## Texte à lire
----
M. le président. La parole est à M. Laurent Duplomb.
M. Laurent Duplomb. Monsieur le ministre, vous venez d'expliquer que vous n'entendiez pas revenir sur les règles en vigueur en matière de foncier et d'utilisation de celui-ci. C'est une position qui me satisfait plutôt. Reste qu'une petite musique se fait entendre depuis quelque temps sur la définition du foncier agricole : certains voudraient parler d'un foncier agricole nourricier.
Comme cultivateur, je ne suis pas gêné par le mot "nourricier". Seulement, il traduit une volonté de faire tomber le foncier agricole dans le domaine des biens communs de la Nation, ce qui me conduit à vous interroger sur le droit de propriété – soit, dans une définition bien française, le droit d'user, de jouir et de disposer.
Si un foncier agricole nourricier tombant dans le domaine commun était un moyen de reconnaître à sa juste valeur le labeur des agriculteurs, pourquoi pas ? Si cette nouvelle définition permettait à ceux qui labourent la terre d'être revalorisés, pourquoi pas ? Mais j'en doute…
Que veulent faire les promoteurs de la notion de foncier agricole nourricier tombant dans le domaine commun ? Pour eux, la société aurait le droit d'imposer aux agriculteurs des vues sur leur manière de cultiver. Une fois de plus, il s'agit de stigmatiser notre agriculture ! Je me refuse totalement à l'admettre, car je considère que le droit de propriété est garanti, sur le plan constitutionnel, par l'article XVII de la Déclaration des droits de l'homme et du citoyen.
----
[Entrées de pointage d'objets nommés]

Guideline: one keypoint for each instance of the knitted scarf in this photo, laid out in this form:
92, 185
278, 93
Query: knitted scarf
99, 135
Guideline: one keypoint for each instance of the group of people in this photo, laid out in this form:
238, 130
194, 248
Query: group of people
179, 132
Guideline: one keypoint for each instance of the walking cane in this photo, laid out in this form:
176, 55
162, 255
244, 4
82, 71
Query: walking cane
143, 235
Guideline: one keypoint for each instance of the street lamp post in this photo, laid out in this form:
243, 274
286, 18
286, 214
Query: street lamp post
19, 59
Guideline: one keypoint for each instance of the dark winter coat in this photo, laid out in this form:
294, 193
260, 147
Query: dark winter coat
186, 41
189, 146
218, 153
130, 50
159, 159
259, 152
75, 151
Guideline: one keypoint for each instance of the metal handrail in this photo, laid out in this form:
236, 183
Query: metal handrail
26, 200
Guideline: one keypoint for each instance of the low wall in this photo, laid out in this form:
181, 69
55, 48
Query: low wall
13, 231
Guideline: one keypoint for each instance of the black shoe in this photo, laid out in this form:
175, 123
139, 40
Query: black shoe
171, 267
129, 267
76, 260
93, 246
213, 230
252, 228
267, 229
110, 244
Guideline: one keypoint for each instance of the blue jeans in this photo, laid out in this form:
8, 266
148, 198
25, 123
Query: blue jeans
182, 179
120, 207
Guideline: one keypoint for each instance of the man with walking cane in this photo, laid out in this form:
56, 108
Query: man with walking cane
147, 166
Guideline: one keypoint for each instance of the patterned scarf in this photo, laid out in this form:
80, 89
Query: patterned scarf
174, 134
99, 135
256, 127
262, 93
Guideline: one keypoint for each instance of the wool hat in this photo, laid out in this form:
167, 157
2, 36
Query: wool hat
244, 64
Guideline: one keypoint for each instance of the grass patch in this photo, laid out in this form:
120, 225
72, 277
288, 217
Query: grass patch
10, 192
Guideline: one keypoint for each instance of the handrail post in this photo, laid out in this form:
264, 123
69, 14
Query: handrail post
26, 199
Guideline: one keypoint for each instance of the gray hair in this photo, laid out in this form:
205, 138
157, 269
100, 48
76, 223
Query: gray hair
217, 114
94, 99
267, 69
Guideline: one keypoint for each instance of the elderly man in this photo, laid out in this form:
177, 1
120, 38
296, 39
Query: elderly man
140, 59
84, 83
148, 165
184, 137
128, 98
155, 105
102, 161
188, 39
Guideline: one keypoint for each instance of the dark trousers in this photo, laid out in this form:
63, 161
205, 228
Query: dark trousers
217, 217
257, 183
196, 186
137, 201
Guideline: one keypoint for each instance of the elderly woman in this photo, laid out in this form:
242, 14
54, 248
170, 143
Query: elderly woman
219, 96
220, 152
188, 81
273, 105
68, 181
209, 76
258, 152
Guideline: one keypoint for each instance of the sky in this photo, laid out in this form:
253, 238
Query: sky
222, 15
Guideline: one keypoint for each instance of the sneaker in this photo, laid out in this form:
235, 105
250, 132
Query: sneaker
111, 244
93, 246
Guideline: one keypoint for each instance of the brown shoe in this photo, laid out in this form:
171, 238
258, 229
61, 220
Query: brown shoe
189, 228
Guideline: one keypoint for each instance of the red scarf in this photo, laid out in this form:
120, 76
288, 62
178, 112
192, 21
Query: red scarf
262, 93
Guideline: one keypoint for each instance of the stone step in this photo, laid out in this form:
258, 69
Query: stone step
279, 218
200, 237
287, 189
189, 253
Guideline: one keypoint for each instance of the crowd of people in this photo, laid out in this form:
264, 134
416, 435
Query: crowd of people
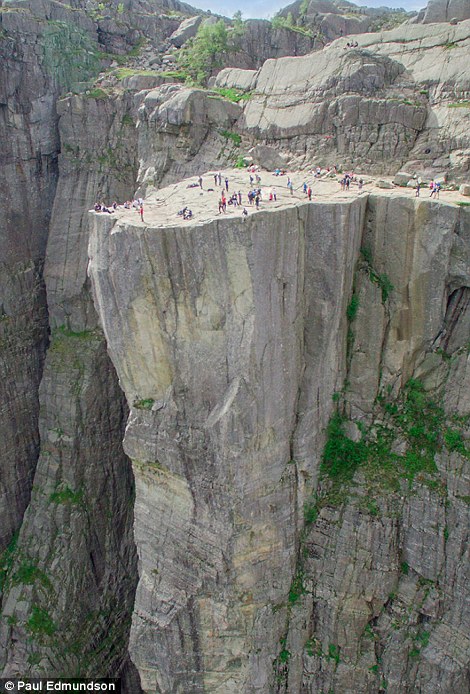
137, 204
256, 194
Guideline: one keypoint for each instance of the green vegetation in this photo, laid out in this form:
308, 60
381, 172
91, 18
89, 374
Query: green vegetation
381, 279
28, 573
40, 622
297, 588
123, 72
65, 495
207, 50
144, 404
97, 93
333, 652
351, 310
235, 138
233, 94
412, 417
70, 56
66, 332
279, 22
6, 560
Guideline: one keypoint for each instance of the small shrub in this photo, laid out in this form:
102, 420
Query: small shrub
146, 404
366, 253
97, 93
297, 588
233, 94
66, 496
351, 310
284, 656
40, 622
333, 652
455, 442
310, 514
422, 637
341, 455
234, 137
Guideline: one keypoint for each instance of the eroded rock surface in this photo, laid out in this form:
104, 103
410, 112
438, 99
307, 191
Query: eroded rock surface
229, 338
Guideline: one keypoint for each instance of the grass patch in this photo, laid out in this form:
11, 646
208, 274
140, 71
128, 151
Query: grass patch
40, 622
233, 94
146, 404
66, 496
123, 72
333, 652
66, 332
297, 588
341, 455
351, 310
6, 560
235, 138
381, 279
97, 93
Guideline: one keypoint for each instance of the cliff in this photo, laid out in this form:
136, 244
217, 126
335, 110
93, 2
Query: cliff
235, 449
232, 339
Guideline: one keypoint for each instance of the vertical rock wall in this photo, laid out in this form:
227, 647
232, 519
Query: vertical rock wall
230, 340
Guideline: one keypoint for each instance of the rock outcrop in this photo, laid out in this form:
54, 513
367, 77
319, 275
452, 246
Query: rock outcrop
367, 106
227, 458
284, 396
445, 11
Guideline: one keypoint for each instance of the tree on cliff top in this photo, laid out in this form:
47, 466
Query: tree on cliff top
207, 50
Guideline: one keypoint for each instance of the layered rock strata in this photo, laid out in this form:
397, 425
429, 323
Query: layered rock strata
230, 339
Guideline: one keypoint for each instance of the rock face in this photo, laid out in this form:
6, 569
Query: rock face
67, 487
227, 458
446, 10
368, 106
251, 354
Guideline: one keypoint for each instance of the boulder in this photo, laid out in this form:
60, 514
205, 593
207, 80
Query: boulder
401, 178
268, 157
446, 11
186, 30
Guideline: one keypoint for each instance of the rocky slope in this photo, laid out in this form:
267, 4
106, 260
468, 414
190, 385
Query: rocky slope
263, 564
372, 589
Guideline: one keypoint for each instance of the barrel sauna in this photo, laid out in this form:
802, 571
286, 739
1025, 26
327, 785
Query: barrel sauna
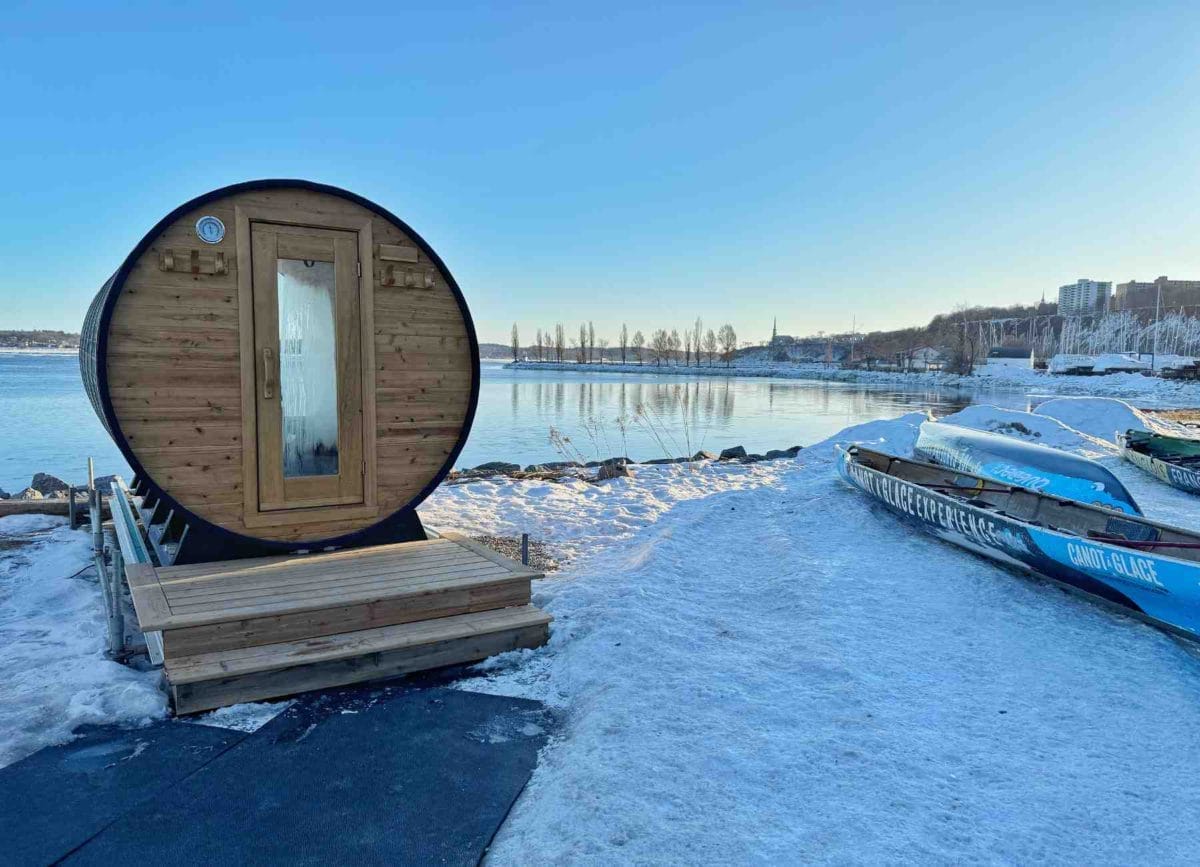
286, 366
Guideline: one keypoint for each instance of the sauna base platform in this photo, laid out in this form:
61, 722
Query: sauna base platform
253, 629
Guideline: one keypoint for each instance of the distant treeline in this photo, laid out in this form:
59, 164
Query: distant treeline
39, 338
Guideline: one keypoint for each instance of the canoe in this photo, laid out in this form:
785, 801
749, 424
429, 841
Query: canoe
1147, 569
1175, 460
1013, 461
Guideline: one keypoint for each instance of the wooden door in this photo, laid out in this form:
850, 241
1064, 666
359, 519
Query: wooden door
309, 369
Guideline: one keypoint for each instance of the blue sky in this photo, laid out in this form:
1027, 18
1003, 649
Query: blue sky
616, 162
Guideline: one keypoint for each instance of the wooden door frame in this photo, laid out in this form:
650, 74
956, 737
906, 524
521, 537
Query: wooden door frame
244, 215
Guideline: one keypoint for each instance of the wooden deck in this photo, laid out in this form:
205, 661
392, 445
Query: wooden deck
251, 629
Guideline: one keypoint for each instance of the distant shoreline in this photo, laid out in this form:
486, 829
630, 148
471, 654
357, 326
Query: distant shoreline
1129, 386
39, 351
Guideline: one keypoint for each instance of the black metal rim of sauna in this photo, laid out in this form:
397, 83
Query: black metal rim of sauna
399, 526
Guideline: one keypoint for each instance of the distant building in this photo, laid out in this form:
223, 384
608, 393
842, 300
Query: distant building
1084, 297
1009, 357
1176, 293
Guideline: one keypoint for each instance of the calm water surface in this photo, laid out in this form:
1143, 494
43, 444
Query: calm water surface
48, 425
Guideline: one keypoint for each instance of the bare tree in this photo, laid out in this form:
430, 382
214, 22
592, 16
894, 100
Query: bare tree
729, 339
966, 345
559, 342
660, 346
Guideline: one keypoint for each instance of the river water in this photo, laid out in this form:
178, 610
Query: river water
47, 424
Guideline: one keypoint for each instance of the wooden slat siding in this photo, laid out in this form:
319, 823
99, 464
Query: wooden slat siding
287, 653
198, 315
192, 698
345, 619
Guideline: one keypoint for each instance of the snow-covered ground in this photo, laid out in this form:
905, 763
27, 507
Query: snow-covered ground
53, 673
755, 663
1145, 389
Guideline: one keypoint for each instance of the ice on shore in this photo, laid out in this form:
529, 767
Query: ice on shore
757, 664
54, 675
779, 671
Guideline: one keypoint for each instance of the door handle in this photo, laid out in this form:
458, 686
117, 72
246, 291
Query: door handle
268, 372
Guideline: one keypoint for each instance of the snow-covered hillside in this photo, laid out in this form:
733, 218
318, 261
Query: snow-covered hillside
1146, 389
755, 663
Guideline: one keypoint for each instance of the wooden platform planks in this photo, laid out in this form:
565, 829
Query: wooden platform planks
199, 683
243, 631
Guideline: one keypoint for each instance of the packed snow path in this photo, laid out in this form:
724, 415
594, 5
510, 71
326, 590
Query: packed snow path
759, 664
779, 671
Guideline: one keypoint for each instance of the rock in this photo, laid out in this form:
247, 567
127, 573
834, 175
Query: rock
48, 485
551, 466
615, 471
497, 467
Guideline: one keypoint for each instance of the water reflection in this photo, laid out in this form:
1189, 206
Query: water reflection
658, 416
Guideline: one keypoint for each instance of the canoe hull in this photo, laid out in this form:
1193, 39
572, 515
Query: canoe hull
1015, 462
1162, 590
1175, 476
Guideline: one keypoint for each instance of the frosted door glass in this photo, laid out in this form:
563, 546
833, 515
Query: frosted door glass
307, 368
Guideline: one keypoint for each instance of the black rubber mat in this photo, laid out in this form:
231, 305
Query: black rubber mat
393, 776
61, 796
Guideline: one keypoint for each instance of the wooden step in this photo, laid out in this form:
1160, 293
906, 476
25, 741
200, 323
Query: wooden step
----
## Vos tâches
[1] Recopiez, dans l'intervention sur le foncier agricole, le passage qui commence par "Comme cultivateur, je" et se poursuit jusqu'à "et de disposer.".
[2] Répondez aux questions suivantes d'après l'intervention sur le foncier agricole.
(a) Quel métier M. Laurent Duplomb dit-il exercer ?
(b) Comment définit-il le droit de propriété ?
(c) Quel article de la Déclaration des droits de l'homme et du citoyen invoque-t-il pour la garantie de ce droit ?
[3] Poursuivez l'intervention sur le foncier agricole après sa dernière phrase.

## Réponses aux exercices
[1]
Comme cultivateur, je ne suis pas gêné par le mot "nourricier". Seulement, il traduit une volonté de faire tomber le foncier agricole dans le domaine des biens communs de la Nation, ce qui me conduit à vous interroger sur le droit de propriété – soit, dans une définition bien française, le droit d'user, de jouir et de disposer.

[2]
(a) Il est cultivateur.
(b) C'est le droit d'user, de jouir et de disposer.
(c) L'article XVII.

[3]
Monsieur le ministre, dès lors que vous aurez ouvert une discussion législative sur le foncier agricole, cette question sera lancinante tout au long du débat. Quelle position allez-vous défendre ?
M. le président. La parole est à M. le ministre.
M. Didier Guillaume, ministre de l'agriculture et de l'alimentation. La Constitution, c'est la Constitution, et le Gouvernement n'a aucunement l'intention de changer le droit de propriété garanti à l'article XVII de la Déclaration des droits de l'homme et du citoyen.
La concertation que nous allons ouvrir ne portera pas sur la définition du foncier nourricier ; peut-être certains aborderont-ils cette notion, mais ce n'est pas du tout l'intention du Gouvernement, non plus que de la Fédération nationale des Safer. Notre intention est de garantir que le droit de propriété soit reconnu à un agriculteur exploitant à titre majoritaire, pour qu'on ne puisse pas acheter du foncier à des fins d'investissement.
Au reste, il ne faut pas en rajouter. Des sociétés ont acheté des terres, notamment dans le vignoble bordelais, mais ce n'est pas énorme – je fournirai des chiffres tout à l'heure. Reste qu'il faut y faire attention. Nous voulons, nous, poser des barrières très claires pour cadenasser le foncier agricole : celui-ci doit revenir à des agriculteurs à temps plein, pas à des gens qui veulent faire de l'argent sur les terres !
Monsieur le sénateur Duplomb, vous qui connaissez mieux que quiconque ces sujets, vous pouvez donc être rassuré : il n'est aucunement question de changer le droit de la propriété. Moi-même et tout le Gouvernement nous y opposerons totalement ! (Applaudissements sur les travées du groupe Les Républicains.)
M. le président. La parole est à M. Jérôme Bignon.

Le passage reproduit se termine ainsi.